Quoted text
————
# best music phone under 5000



## karta222 (Jan 30, 2008)

pl guide me about best music phone under rs.5000 with good inbuilt memory(expandable ) 
camera optional
pl.guide me about exact model o. with price in mumbai


----------



## MasterMinds (Jan 31, 2008)

karta222 said:


> pl guide me about best music phone under rs.5000 with good inbuilt memory(expandable )
> camera optional
> pl.guide me about exact model o. with price in mumbai


i think it is sony ericsson w200i
camera- yes{vga}
expandable memory -yes {upto 2gb}
FM -yes
bluetooth -no
IR port -yes
WAP 2.0
headphones are better than te average ones...
screen resolution is 128X160 pixels


----------



## ray|raven (Jan 31, 2008)

If all you want is a no frills music phone , then go for the w230/w270 from Motorola, they are available at ~3k and have expandable memory.
But they dont have a cam.

Regards,
ray


----------



## girish.g (Jan 31, 2008)
————
Dataset excerpts
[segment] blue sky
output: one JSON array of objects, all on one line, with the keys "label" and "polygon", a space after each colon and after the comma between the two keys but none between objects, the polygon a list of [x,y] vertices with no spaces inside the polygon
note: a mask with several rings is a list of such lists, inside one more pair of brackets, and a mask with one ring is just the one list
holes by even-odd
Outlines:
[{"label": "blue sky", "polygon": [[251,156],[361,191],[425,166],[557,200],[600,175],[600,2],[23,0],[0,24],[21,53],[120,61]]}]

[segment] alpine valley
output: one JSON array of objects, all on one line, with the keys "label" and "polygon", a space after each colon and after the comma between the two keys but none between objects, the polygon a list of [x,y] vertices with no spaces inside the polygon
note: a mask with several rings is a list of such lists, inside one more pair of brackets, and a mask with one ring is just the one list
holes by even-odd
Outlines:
————
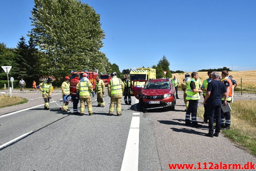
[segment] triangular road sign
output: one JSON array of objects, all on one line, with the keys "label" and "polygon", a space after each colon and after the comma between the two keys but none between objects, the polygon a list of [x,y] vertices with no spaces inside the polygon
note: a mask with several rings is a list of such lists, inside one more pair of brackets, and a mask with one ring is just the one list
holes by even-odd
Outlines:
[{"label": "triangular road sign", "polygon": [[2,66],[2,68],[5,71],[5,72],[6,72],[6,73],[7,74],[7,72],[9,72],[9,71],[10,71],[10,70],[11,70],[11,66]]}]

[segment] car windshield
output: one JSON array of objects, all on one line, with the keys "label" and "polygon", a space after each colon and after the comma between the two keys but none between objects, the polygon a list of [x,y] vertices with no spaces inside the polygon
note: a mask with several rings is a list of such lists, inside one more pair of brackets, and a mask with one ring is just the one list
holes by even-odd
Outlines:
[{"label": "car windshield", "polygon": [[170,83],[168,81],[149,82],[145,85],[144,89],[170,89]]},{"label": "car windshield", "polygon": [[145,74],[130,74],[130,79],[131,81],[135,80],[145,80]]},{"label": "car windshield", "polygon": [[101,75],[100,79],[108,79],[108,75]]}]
————
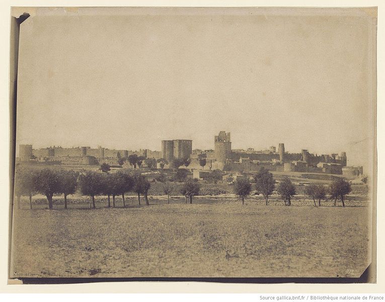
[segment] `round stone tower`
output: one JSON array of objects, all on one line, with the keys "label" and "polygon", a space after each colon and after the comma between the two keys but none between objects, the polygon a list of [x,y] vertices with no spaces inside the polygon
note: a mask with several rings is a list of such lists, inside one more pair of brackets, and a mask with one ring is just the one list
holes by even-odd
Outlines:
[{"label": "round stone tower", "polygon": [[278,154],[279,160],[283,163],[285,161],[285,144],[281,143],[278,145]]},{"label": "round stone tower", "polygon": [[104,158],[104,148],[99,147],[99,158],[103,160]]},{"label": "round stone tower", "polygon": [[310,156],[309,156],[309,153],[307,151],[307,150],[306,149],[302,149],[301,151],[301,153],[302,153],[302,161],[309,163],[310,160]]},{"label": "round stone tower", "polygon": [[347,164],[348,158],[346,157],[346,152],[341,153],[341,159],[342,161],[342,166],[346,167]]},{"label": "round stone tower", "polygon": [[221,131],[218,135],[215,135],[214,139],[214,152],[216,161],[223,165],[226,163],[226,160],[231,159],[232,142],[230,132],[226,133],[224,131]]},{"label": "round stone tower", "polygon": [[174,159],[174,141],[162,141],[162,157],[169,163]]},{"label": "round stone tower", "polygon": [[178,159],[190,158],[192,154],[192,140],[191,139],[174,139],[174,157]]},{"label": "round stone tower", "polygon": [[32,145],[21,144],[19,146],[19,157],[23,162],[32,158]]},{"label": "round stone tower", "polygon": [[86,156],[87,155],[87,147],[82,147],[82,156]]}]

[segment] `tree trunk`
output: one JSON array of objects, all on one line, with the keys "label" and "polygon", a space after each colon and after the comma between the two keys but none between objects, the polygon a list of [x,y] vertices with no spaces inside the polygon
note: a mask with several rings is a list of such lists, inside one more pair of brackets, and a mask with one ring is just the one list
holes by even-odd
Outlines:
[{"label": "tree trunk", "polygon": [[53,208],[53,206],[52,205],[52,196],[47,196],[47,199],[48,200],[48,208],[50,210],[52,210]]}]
————
Tasks to carry out
a) In the music phone forum thread, how much expandable memory does the Sony Ericsson W200i support?
b) Pick up the music phone forum thread where it stops and carry it on.

Outputs
a) Up to 2 GB.

b)
3110c or SE w200 if you dont want bluetooth


----------



## choicefreedom2000 (Feb 2, 2008)

3110c overall well designed phone and good for music and with bluetooth support


----------



## upendra_gp (Feb 2, 2008)

go for the w200i! it is really very good for music with really good bass output. and also with expandable memory u can add space. though the card is costly but u will surely enjoy!


----------



## Rockstar11 (Feb 2, 2008)

+1 SE W200i


----------



## choicefreedom2000 (Feb 4, 2008)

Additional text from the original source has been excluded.